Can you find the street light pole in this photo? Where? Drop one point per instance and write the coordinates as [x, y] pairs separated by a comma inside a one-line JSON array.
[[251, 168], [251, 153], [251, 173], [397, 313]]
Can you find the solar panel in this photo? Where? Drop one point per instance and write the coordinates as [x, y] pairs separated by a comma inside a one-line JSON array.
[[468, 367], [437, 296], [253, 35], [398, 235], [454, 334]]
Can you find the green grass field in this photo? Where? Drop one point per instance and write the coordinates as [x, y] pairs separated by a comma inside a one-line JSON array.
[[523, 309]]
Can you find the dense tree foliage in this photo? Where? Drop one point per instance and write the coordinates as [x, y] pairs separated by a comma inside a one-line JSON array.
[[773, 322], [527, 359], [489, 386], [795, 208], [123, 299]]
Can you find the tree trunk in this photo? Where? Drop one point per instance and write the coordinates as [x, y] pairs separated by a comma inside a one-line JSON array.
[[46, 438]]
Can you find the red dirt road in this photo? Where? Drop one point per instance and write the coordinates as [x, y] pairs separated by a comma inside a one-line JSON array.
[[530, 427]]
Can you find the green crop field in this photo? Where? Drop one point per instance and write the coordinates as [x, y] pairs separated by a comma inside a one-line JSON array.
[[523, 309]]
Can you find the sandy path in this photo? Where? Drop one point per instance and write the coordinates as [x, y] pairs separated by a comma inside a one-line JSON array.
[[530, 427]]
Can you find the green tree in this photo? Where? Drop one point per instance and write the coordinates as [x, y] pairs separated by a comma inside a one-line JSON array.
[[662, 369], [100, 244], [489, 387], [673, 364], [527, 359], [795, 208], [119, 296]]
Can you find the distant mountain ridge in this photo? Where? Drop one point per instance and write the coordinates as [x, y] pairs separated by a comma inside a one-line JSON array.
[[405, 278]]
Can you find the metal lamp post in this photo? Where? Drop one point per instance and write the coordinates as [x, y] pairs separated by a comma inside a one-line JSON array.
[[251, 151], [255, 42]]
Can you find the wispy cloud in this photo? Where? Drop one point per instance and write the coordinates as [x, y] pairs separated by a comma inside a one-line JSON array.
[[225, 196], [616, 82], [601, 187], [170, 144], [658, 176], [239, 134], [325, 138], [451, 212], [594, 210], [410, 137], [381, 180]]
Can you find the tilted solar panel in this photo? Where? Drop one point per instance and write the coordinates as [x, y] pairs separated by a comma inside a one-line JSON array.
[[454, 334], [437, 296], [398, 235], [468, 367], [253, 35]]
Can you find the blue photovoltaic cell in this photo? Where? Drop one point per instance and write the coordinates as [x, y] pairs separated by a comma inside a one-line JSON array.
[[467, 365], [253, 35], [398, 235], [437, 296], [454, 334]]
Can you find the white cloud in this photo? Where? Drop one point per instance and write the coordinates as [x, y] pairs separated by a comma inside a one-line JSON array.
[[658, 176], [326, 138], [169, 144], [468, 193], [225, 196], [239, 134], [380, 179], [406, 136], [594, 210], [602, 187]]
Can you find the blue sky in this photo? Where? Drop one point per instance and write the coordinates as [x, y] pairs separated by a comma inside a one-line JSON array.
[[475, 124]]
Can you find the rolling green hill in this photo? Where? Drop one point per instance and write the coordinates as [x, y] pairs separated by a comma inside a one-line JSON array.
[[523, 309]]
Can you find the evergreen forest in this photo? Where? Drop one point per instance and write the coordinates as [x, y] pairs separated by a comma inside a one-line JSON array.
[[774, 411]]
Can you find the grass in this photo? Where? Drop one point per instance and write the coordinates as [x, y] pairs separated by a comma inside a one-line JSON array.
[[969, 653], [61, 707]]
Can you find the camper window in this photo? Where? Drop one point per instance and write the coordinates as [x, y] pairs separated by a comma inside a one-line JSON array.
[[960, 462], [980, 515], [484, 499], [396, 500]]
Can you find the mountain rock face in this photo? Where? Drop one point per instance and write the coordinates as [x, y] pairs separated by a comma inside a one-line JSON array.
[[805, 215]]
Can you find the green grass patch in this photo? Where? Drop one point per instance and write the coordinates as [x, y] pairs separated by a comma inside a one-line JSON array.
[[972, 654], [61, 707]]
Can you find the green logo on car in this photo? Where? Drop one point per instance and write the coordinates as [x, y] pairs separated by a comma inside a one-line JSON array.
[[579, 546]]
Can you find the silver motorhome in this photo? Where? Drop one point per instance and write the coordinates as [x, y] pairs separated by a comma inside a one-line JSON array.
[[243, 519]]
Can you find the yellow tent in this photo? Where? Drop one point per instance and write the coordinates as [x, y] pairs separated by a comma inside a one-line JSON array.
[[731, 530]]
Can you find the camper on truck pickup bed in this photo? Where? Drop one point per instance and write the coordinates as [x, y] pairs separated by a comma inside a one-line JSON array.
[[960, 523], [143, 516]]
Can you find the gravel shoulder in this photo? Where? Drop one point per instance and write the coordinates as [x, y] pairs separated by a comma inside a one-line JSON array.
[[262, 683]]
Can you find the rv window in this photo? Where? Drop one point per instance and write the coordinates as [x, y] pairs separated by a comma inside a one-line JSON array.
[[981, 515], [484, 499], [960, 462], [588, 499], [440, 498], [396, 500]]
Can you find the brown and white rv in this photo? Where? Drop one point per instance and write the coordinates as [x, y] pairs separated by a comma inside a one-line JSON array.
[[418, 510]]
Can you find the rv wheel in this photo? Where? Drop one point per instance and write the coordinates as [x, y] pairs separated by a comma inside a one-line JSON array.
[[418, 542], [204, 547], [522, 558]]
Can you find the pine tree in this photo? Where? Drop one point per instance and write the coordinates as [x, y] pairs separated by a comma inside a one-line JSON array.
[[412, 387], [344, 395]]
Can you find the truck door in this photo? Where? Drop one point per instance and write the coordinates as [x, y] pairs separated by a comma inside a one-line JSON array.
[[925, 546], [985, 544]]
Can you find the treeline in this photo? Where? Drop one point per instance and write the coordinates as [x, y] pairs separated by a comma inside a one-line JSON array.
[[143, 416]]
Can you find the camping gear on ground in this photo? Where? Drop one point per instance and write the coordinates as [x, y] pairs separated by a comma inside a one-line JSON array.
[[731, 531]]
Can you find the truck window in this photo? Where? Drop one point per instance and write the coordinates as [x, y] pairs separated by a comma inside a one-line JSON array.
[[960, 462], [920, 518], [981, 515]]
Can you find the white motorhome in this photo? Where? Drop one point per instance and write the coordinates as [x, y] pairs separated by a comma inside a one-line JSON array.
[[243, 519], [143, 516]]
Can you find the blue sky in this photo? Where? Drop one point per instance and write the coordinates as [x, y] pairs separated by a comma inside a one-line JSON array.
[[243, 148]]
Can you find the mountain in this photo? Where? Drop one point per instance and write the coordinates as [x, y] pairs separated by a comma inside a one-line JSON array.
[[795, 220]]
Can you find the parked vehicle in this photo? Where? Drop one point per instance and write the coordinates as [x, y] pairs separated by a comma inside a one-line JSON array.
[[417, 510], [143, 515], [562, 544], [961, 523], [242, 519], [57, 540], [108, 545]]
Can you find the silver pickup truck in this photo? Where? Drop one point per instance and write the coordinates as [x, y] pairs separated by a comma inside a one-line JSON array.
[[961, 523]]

**练习说明:** 请改写上述全部各行,将其中每一处"one-line"替换为"single-line",其余内容一律保持不变。

**参考答案:**
Can you find the street light pole in this photo? Where? Drop one point per instance and write the coordinates as [x, y] pairs separated by a comma inside a single-line JSON array.
[[251, 168], [251, 153], [251, 173], [397, 313]]
Can you find the solar panel in this photo? Where? Drop one point per instance and write the coordinates as [x, y] pairs separated by a comma inside a single-line JSON array.
[[468, 367], [437, 296], [253, 35], [398, 235], [454, 334]]
Can you find the green grass field in this photo? Where? Drop one point per instance and write the coordinates as [x, y] pairs separated by a comma inside a single-line JSON array.
[[523, 309]]
Can you find the dense tree foliage in this photo? Where? Drop one point per instance and write the coordinates as [x, y] pairs separated by a comma inside a single-line JSON array.
[[773, 322], [527, 359], [489, 386], [795, 208], [123, 299]]
Can you find the tree trunk in this photo? Where? Drop one point per instance and write the coordinates as [x, y] pairs separated by a comma inside a single-line JSON array.
[[46, 438]]
Can you find the red dirt road in this photo? Where? Drop one point per instance and write the coordinates as [x, y] pairs separated by a comma inside a single-line JSON array.
[[530, 427]]
Can you find the green crop field in this photo? Where? Drop one point per instance and write the coordinates as [x, y] pairs separated by a comma inside a single-line JSON array.
[[523, 309]]
Can you find the sandy path in this photo? Where? Drop one point per instance and write the coordinates as [x, y] pairs separated by a comma inside a single-line JSON array.
[[530, 427]]
Can you find the green tree in this photo? Where? Drop one point per instance and write the coordinates as [x, y] pairs separated by a comma inside a single-line JSON array.
[[662, 369], [100, 244], [489, 387], [673, 364], [527, 359], [795, 208], [119, 296]]
Can you find the distant mountain ridge in this photo? Where? Drop one point per instance and write the coordinates as [x, y] pairs separated by a comma inside a single-line JSON array.
[[405, 278]]
Can you find the metal lamp post in this photo? Where? Drop one point per instance and write the coordinates as [x, y] pairs separated by a comma inside a single-line JSON array.
[[251, 151], [255, 42]]
Can you find the wispy cloud in this photo? Where? Drop one point per instance and write the coordinates as [x, y] pairs separated by a comma inside a single-line JSON array.
[[225, 196], [616, 82], [601, 187], [170, 144], [658, 176], [239, 134], [325, 138], [451, 212], [594, 210], [410, 137], [381, 180]]
Can you find the tilted solar panel in this photo? Where? Drop one point per instance and write the coordinates as [x, y] pairs separated by a comma inside a single-line JSON array.
[[454, 334], [437, 296], [398, 235], [468, 367], [253, 35]]
Can you find the blue photovoltaic cell in this photo? Where? Drop one point per instance and write the coordinates as [x, y] pairs separated by a comma inside a single-line JSON array.
[[467, 365], [253, 35], [398, 235], [437, 296], [454, 334]]
Can you find the white cloud in this photo? Where? Drop one point per instance and write the coordinates as [x, y] pairs separated by a comma inside a single-line JSON array.
[[658, 176], [326, 138], [169, 144], [468, 193], [225, 196], [239, 134], [380, 179], [406, 136], [594, 210], [602, 187]]
Can you find the blue sky in this photo? Where? Drop one point per instance and write the coordinates as [x, y] pairs separated by a comma inside a single-line JSON array.
[[475, 124]]
Can you find the rolling green hill in this photo? Where? Drop one point per instance and write the coordinates as [x, y] pairs separated by a comma inside a single-line JSON array.
[[523, 309]]
Can you find the evergreen forest in this photo? Where? Drop one point per instance and write the coordinates as [x, y] pairs separated by a comma inside a single-line JSON array.
[[774, 411]]
Can you find the grass in this photo? Where? Drop one point per instance and write the coordinates as [x, y] pairs separated by a comma inside a single-line JSON array.
[[969, 653], [61, 707]]
Can you find the camper window in this photo? Where? Drop one point per instance and write the coordinates as [x, y] pairs separated by a comma inside a single-line JSON array.
[[960, 462], [980, 515], [484, 499], [396, 500]]
Can you find the mountain rock face in this photo? Where? Drop one point per instance and write the coordinates as [x, y] pairs separated by a comma inside a single-line JSON array.
[[805, 215]]
Can you find the green grass patch in this photo? Where? Drop one point per instance and write the coordinates as [x, y] pairs separated by a comma inside a single-line JSON array.
[[972, 654], [61, 707]]
Can you find the green logo on car in this photo? Where? Drop one point per instance and write the coordinates as [x, y] pairs separated by a comma inside a single-line JSON array.
[[579, 546]]
Can you find the silver motorhome in this photo? Where? Drop one point per instance and write the coordinates as [x, y] pairs separated by a comma inside a single-line JSON array.
[[243, 519]]
Can you find the yellow tent in this photo? Where? Drop one point per instance and write the coordinates as [x, y] pairs separated by a comma inside a single-line JSON array.
[[731, 530]]
Can you find the camper on truck pickup bed in this photo? Where? Drop one point per instance and write the coordinates as [x, y] pairs separated by a comma inside a single-line JSON array.
[[960, 523], [143, 516]]
Can you find the gravel shoulder in this photo? Where? Drop one point per instance and write the coordinates as [x, y] pairs separated by a comma inside a single-line JSON array.
[[262, 683]]
Can you find the rv window in this photo? Where? Drop one point per instance and write the coordinates as [x, y] pairs separated by a comma inside a single-line JSON array.
[[981, 515], [484, 499], [960, 462], [588, 499], [440, 498], [396, 500]]
Can you find the brown and white rv in this photo? Where? Drop one point per instance and write the coordinates as [x, y] pairs separated by a comma inside a single-line JSON array.
[[418, 510]]
Can you find the rv wheel in this photo? Where? Drop one point per instance and write the coordinates as [x, y] pairs separated by a comma inside a single-line JSON array.
[[418, 542], [204, 547], [522, 558]]
Can you find the pine tree in this photo? Where? Drop one point per instance and write the coordinates as [x, y] pairs separated by a comma inside a single-line JSON array.
[[412, 387], [344, 395]]
Can you find the truck door in this photo? Where? Drop one point per instance and write the coordinates as [x, y] pairs separated by a comma inside a single-line JSON array.
[[925, 546], [985, 544]]
Can you find the treeline in this photo? Where? Drop one point per instance and write the coordinates as [x, y] pairs separated by a comma inside a single-line JSON array.
[[143, 416]]
Can you find the camping gear on ground in this photo? Where? Drop one point per instance and write the coordinates as [x, y] pairs separated by a comma inside a single-line JSON array.
[[731, 531]]
Can you find the truck window in this photo? Where? Drop one point per instance and write the coordinates as [x, y] pairs separated by a comma inside a single-line JSON array.
[[960, 462], [920, 518], [981, 515]]
Can you find the white motorhome in this photo? Where? Drop one point per instance and write the coordinates as [x, y] pairs separated by a comma inside a single-line JSON array.
[[243, 519], [143, 516]]
Can you find the blue sky in this photo? Where? Drop one point per instance and write the coordinates as [x, y] pairs separated by a comma inside a single-line JSON array.
[[243, 148]]
Can you find the mountain in this photo? Where? Drop one point per instance and write the coordinates as [x, y] pairs separated by a comma inside a single-line JSON array.
[[795, 220]]
Can you find the parked vehicle in this photo? Where? Drop one point per instance and write the coordinates as [x, y] pairs separated by a comma inside a single-line JSON array.
[[417, 510], [143, 515], [562, 544], [961, 523], [242, 519], [57, 540], [108, 545]]
Can you find the silver pickup truck in this photo? Where? Drop one point per instance and write the coordinates as [x, y] pairs separated by a comma inside a single-line JSON array.
[[961, 523]]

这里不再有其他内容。